» **What is required**:
Whatever the data contains, copy all of it exactly.

___ Listed entries ___

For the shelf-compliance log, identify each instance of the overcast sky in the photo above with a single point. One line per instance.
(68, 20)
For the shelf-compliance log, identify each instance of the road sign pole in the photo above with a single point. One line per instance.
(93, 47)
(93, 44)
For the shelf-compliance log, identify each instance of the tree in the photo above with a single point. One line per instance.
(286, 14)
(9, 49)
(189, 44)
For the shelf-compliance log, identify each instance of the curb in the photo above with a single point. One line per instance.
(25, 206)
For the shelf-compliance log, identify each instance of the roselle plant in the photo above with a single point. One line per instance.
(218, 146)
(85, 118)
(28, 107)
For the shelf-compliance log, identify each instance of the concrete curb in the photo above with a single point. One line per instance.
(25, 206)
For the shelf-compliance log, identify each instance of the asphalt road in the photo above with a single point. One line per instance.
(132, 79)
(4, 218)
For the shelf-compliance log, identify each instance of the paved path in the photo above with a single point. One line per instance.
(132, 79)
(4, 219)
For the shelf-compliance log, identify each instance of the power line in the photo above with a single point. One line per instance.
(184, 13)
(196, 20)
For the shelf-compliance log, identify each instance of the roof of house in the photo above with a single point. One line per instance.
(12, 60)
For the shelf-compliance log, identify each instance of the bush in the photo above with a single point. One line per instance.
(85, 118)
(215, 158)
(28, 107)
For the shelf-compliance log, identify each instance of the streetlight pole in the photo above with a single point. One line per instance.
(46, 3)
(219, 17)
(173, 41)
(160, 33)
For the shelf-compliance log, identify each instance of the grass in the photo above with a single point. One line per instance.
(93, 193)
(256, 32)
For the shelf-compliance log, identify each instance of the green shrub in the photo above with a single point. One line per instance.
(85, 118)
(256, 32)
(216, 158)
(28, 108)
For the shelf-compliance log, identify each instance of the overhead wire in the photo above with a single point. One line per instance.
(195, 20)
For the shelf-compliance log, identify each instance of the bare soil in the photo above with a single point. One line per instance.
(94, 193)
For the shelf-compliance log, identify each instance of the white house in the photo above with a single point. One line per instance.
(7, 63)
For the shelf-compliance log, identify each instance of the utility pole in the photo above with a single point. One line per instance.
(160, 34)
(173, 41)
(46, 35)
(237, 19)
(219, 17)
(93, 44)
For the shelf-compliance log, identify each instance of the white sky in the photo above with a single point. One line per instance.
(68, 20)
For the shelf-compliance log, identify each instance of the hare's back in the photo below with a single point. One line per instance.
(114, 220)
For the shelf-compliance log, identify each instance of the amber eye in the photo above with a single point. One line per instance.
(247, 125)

___

» **Task answer**:
For the shelf-compliance log, identify each instance of the overcast sky in the photo above with a single point. One line per instance.
(68, 20)
For the shelf-compliance log, identify each instance of the road sign pole in the photo above with a single point. One line per instance.
(93, 47)
(93, 44)
For the shelf-compliance log, identify each instance of the tree in the photo above with a single point. One line per instance.
(286, 14)
(9, 49)
(189, 44)
For the shelf-compliance log, identify each instance of the curb in the photo above with a single point. One line per instance.
(25, 206)
For the shelf-compliance log, identify each instance of the roselle plant in the photo above with a single point. One line per instance.
(218, 146)
(85, 118)
(28, 107)
For the shelf-compliance log, identify each instance of the concrete curb in the photo above with a single point. One line per instance.
(25, 206)
For the shelf-compliance log, identify each instance of the asphalt road in the photo above with a single point. One line per instance.
(132, 79)
(4, 218)
For the shelf-compliance log, identify each instance of the paved path in the photo above with a single point. One line per instance.
(132, 79)
(4, 219)
For the shelf-compliance log, identify each instance of the power line in the photo above with a single point. One line per instance.
(184, 13)
(196, 20)
For the shelf-compliance log, identify each instance of the roof of house in the photo above with a single point. One line per instance.
(12, 60)
For the shelf-compliance log, identify each instance of the bush in the photo above with a single point. One line per instance.
(85, 118)
(215, 158)
(28, 107)
For the shelf-compliance log, identify each instance of the streetlight pole in the photo above with a single point. One line per instance.
(46, 3)
(219, 17)
(173, 41)
(160, 33)
For the shelf-compliance log, identify each instance of the grass in the photo above with a single point. One line per instance.
(93, 193)
(256, 32)
For the shelf-compliance log, identify each instance of the green shrub in the photo above with a single point. One line per instance.
(85, 118)
(256, 32)
(216, 158)
(28, 108)
For the shelf-compliance log, identify each instance of the overhead wire in the photo above with a single point. One line per instance.
(195, 20)
For the shelf-compliance log, identify each instance of the bare soil in the photo above with a single point. One line per instance.
(94, 193)
For the shelf-compliance log, identify each instance of the white house in the photo above with a single point. One line per instance.
(7, 63)
For the shelf-compliance log, identify each instance of the utility pole in the photo above with a single point. One line per instance.
(160, 34)
(173, 41)
(46, 35)
(237, 19)
(219, 17)
(93, 44)
For the shelf-compliance log, identify each instance of the white sky in the photo above with a single point. One line per instance.
(68, 20)
For the shelf-compliance log, identify each instance of the hare's back in the photo below with a single point. One line per instance.
(114, 220)
For the shelf-compliance log, identify each instance of the amber eye in the photo above with a single point. One line per instance.
(247, 125)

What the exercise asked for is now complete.